YANG HARUS DIKERJAKAN:
1. Terjemahkan kalimat dari teks tentang Karl Rahner ini ke dalam bahasa Inggris: "Karl Rahner adalah salah satu teolog Katolik yang sangat berpengaruh di abad 20."
2. Perbarui bagian daftar mulai dari baris yang memuat "Question. For every instance of the clear" sampai dengan baris yang memuat "Question. For every instance of the rock" dengan mengganti "place" menjadi "mark" tanpa mengubah yang lain. Tuliskan kembali baris-baris itu saja.

1.
Riwayat
Hidup dan Konteks Pemikiran Karl Rahner[1]
Karl Rahner adalah salah satu teolog Katolik yang sangat
berpengaruh di abad 20. Ia lahir pada 5 Maret 1904 di Freiburg, Breisgau,
Jerman. Tahun 1922, setelah menyelesaikan pendidikan di sekolah menengah, ia
masuk Serikat Yesus. Tahun 1924-1933 ia menempuh studi Filsafat di Feldkirch
(Austria) dan Pullach (Jerman), serta studi teologi di Valkenburg (Belanda).
Setelah menyelesaikan studi filsafat dan teologi, tahun 1932 ia ditahbiskan
menjadi imam Yesuit, dan pada tahun 1934-1936 ia melanjutkan studi Filsafat di
Freiburg, dan semasa di Freiburg pula ia mengikuti seminar-seminar Martin
Heidegger.
Tesis doktoralnya, yang menjadi landasan karya filosofis Spirit in the World, ditolak oleh
pembimbing disertasinya, Martin Honecker. Kreativitasnya dalam menghubungkan
pengetahuan metafisis Thomas Aquinas dengan wawasan filsafat modern (secara khusus
dalam pemikiran Kant dan Heidegger) dianggap berlebihan oleh Martin Honecker
yang menggunakan pendekatan skolastik tradisional. Ia kemudian pindah ke
Innsbruck dan melanjutkan disertasi tersebut di bidang teologi.

DAFTAR:
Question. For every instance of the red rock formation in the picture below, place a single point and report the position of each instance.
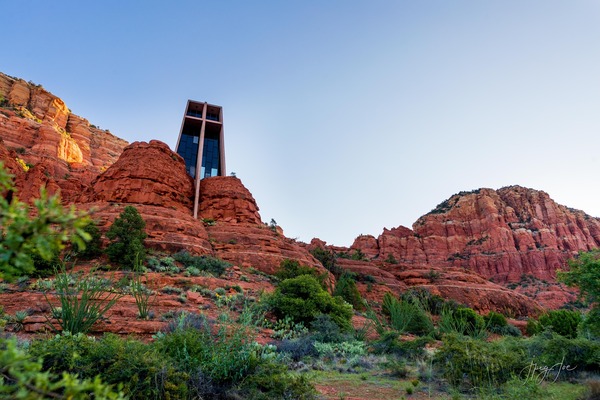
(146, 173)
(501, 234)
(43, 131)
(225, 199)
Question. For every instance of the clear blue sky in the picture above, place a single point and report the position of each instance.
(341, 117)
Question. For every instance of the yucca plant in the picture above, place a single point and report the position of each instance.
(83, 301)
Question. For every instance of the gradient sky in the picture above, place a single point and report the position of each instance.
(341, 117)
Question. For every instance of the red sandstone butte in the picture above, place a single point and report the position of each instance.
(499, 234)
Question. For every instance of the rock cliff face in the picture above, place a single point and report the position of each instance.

---

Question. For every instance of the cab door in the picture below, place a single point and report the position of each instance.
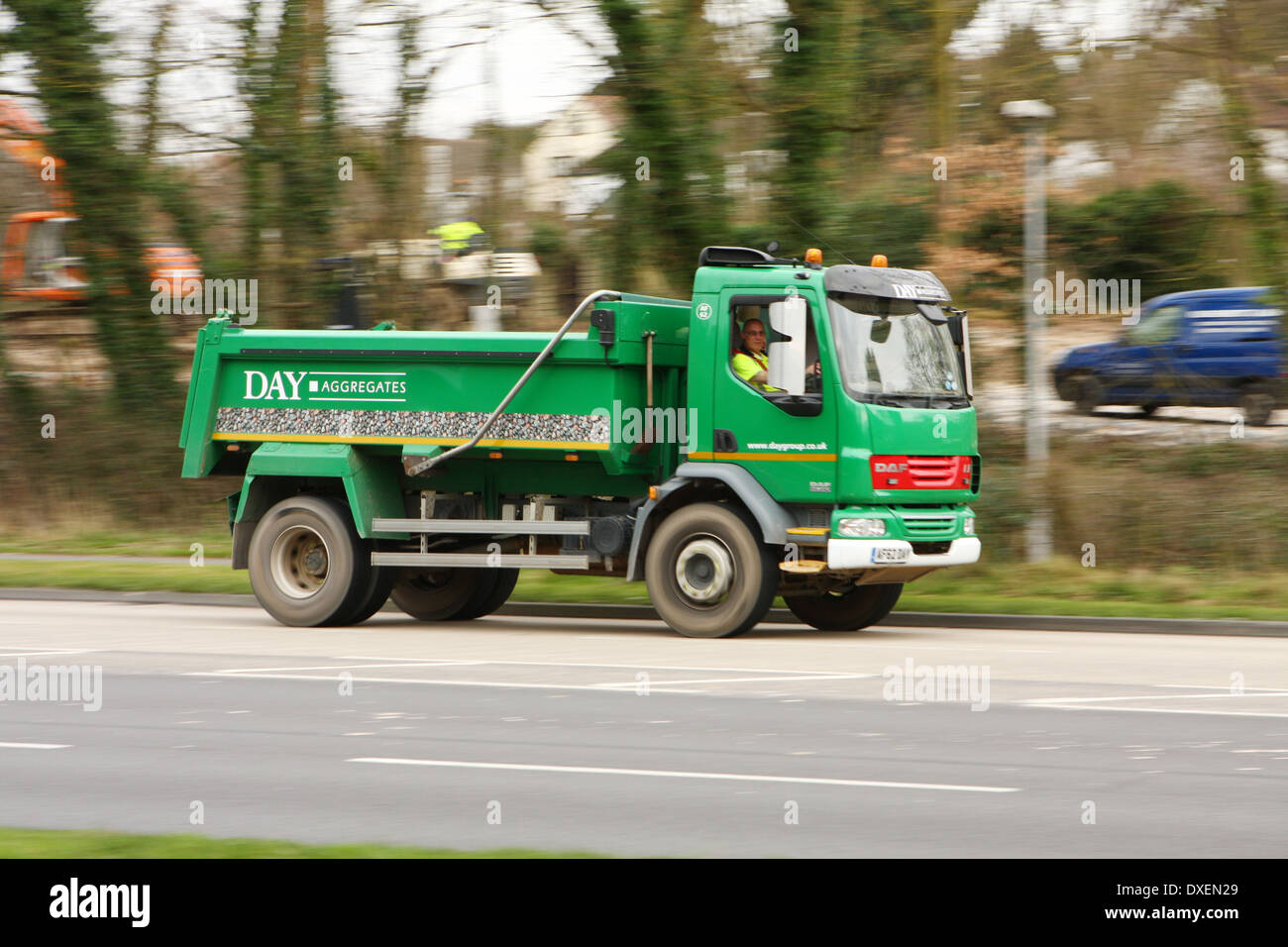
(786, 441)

JAWABAN AKHIR:
1. Karl Rahner was one of the most influential Catholic theologians of the 20th century.

2.
Question. For every instance of the clear blue sky in the picture above, mark a single point and report the position of each instance.
(341, 117)
Question. For every instance of the yucca plant in the picture above, mark a single point and report the position of each instance.
(83, 301)
Question. For every instance of the gradient sky in the picture above, mark a single point and report the position of each instance.
(341, 117)
Question. For every instance of the red sandstone butte in the picture above, mark a single point and report the position of each instance.
(499, 234)
Question. For every instance of the rock cliff face in the picture above, mark a single point and report the position of each instance.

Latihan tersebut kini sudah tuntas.